De même, en termes de prévention, un certain nombre d'actions élargies concernant le dopage et les conduites additives en général sont en cours d'élaboration avec le soutien important de la mission interministérielle de lutte contre la drogue et les toxicomanies (MILDT). Je tiens ici à remercier sa Présidente Madame Françoise de VEYRINAS.
Dans ce combat qui vise à protéger la santé des sportifs, mais aussi à garantir l'équité sportive, la France ne peut agir de façon unilatérale.
C'est pourquoi je me suis déjà longuement entretenu de cette question avec le Président du CIO, Monsieur Juan Antonio SAMARANCH. Répondant à mon invitation, le Président de la Commission médicale du CIO, Monsieur Alexandre de MERODE est venu à Paris afin d'étudier la possibilité d'adapter les propositions françaises au contexte international et d'envisager leur extension éventuelle.

= Consigne de travail 1 =
Extrayez du texte sur la lutte contre le dopage le passage qui commence à « De même, en » et se termine à « de façon unilatérale. ».
= Consigne de travail 2 =
Rédigez la suite du texte sur la lutte contre le dopage, en enchaînant après sa dernière phrase.

= Entrées fournies =
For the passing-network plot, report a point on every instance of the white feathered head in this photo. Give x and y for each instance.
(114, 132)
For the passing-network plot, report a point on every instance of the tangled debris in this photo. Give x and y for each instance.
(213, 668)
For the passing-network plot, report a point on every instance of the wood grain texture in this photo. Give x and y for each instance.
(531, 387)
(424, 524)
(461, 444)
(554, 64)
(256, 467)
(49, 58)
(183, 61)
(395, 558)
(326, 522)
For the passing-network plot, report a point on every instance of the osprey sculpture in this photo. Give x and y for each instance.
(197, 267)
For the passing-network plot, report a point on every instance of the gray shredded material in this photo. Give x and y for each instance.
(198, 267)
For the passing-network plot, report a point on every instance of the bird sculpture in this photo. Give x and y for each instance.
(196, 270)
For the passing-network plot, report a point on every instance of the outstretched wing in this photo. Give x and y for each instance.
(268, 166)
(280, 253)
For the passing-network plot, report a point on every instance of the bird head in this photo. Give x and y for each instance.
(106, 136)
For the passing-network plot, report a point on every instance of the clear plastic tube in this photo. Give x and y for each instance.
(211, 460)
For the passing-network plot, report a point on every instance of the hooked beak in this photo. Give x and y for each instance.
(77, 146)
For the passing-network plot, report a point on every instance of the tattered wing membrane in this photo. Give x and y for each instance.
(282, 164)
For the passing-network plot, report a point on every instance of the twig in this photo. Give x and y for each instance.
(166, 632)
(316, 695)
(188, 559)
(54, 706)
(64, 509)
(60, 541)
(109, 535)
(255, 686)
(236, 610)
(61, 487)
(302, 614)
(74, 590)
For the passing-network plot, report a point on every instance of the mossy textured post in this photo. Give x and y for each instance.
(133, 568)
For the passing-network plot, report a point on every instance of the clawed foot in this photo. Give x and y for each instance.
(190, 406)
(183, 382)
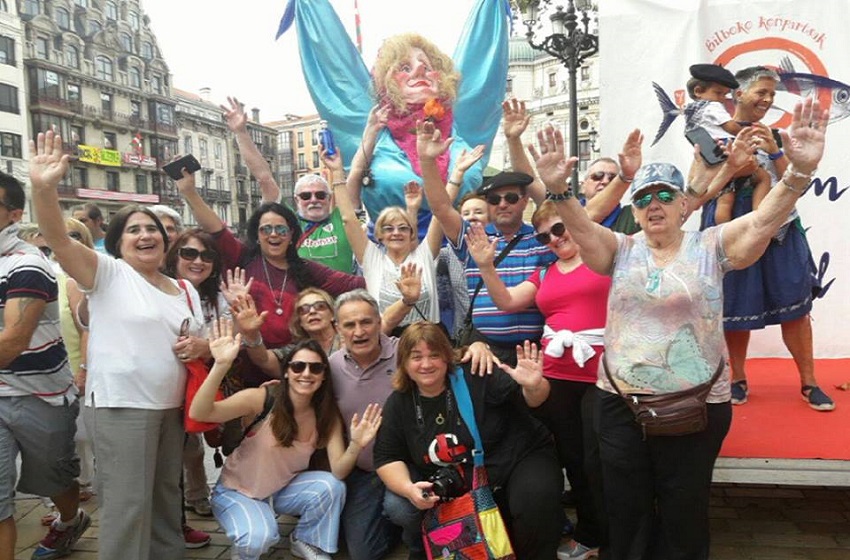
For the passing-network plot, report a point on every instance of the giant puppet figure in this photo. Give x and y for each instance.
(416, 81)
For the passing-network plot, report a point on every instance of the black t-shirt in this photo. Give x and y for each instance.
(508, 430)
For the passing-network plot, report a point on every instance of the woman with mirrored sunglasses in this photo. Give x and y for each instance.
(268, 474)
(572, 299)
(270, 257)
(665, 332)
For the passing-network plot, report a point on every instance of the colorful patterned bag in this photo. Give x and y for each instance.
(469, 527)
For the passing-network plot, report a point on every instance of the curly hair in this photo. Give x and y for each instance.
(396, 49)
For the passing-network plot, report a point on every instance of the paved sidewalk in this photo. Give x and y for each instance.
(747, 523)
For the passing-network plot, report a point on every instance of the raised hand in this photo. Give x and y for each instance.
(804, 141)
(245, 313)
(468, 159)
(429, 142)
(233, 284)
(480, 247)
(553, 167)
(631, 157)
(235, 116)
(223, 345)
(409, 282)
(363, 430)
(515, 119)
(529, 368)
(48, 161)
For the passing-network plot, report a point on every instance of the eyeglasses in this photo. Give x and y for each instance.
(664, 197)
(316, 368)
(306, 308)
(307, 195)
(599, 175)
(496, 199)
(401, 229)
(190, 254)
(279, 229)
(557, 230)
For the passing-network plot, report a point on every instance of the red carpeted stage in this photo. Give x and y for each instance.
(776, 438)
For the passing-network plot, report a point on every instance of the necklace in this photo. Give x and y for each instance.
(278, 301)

==

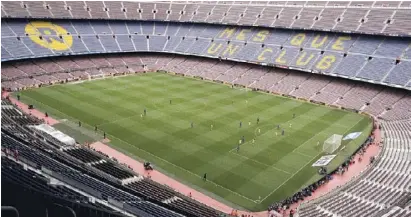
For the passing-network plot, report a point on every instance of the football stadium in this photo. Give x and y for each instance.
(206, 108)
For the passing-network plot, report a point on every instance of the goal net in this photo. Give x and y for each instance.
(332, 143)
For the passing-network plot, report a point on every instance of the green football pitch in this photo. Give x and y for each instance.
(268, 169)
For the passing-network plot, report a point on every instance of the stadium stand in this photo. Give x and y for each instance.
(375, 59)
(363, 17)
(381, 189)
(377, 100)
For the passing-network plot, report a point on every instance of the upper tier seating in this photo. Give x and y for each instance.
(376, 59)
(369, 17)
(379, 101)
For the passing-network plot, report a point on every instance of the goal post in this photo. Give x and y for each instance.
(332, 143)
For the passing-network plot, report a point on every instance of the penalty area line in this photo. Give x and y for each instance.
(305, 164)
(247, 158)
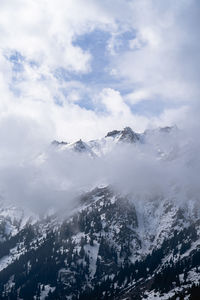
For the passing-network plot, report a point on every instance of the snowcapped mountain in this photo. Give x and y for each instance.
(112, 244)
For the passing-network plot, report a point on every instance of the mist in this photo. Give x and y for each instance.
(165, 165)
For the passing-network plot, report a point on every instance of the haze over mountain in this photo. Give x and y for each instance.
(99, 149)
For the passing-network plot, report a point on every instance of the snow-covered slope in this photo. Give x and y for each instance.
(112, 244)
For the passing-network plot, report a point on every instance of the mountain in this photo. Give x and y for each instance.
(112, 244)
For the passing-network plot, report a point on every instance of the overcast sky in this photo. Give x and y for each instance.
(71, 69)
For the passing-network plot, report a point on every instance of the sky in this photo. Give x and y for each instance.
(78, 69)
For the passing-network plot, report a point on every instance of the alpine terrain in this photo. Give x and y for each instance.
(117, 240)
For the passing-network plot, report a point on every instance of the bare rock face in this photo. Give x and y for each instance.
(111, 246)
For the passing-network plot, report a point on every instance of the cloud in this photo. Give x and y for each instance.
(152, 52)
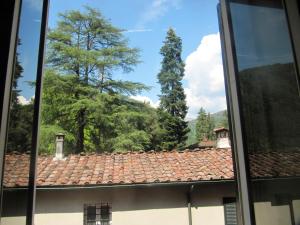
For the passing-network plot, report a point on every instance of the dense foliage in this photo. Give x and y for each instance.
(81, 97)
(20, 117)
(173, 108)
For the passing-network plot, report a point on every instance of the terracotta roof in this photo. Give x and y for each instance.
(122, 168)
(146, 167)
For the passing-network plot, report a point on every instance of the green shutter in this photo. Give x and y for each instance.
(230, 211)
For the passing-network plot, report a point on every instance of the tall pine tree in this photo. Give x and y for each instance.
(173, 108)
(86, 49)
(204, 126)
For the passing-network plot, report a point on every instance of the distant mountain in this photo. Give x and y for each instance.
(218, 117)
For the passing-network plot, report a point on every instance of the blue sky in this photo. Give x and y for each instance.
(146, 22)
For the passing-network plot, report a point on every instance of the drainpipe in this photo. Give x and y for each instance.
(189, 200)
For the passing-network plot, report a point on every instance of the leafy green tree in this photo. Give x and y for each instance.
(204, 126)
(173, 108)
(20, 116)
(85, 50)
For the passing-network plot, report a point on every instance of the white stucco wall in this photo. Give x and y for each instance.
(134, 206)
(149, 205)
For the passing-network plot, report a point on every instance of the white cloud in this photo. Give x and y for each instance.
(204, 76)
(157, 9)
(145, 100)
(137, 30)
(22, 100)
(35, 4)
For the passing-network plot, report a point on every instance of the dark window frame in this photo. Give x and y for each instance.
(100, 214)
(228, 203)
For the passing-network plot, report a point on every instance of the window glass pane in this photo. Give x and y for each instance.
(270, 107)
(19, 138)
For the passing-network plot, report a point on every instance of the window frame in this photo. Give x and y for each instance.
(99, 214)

= Résultat attendu 1 =
De même, en termes de prévention, un certain nombre d'actions élargies concernant le dopage et les conduites additives en général sont en cours d'élaboration avec le soutien important de la mission interministérielle de lutte contre la drogue et les toxicomanies (MILDT). Je tiens ici à remercier sa Présidente Madame Françoise de VEYRINAS.
Dans ce combat qui vise à protéger la santé des sportifs, mais aussi à garantir l'équité sportive, la France ne peut agir de façon unilatérale.

= Résultat attendu 2 =
D'ores et déjà, les orientations que je vous présente aujourd'hui ont été considérées comme une avancée notable vers une plus grande efficacité de la lutte antidopage. Je vais continuer de défendre la position française sur la scène internationale comme membre du CIO bien sûr mais aussi auprès du conseil de l'Europe qui a en charge ce problème à travers la convention contre le dopage qui a été ratifiée par 32 États (dont le Canada et l'Australie).
Enfin, la prise de conscience de plusieurs dirigeants sportifs et des sportifs eux-mêmes, qui s'expriment depuis quelques temps, me réjouit et me rassure. En effet, quels que soient les efforts des uns ou des autres, nous ne pouvons obtenir un résultat qu'en travaillant tous ensemble pour la sauvegarde du sport. Les mesures que je vous ai présentées aujourd'hui s'inscrivent dans cette volonté. Leur réussite dépendra de l'engagement de tous : dirigeants, sportifs, encadrement technique et médical, éducateurs...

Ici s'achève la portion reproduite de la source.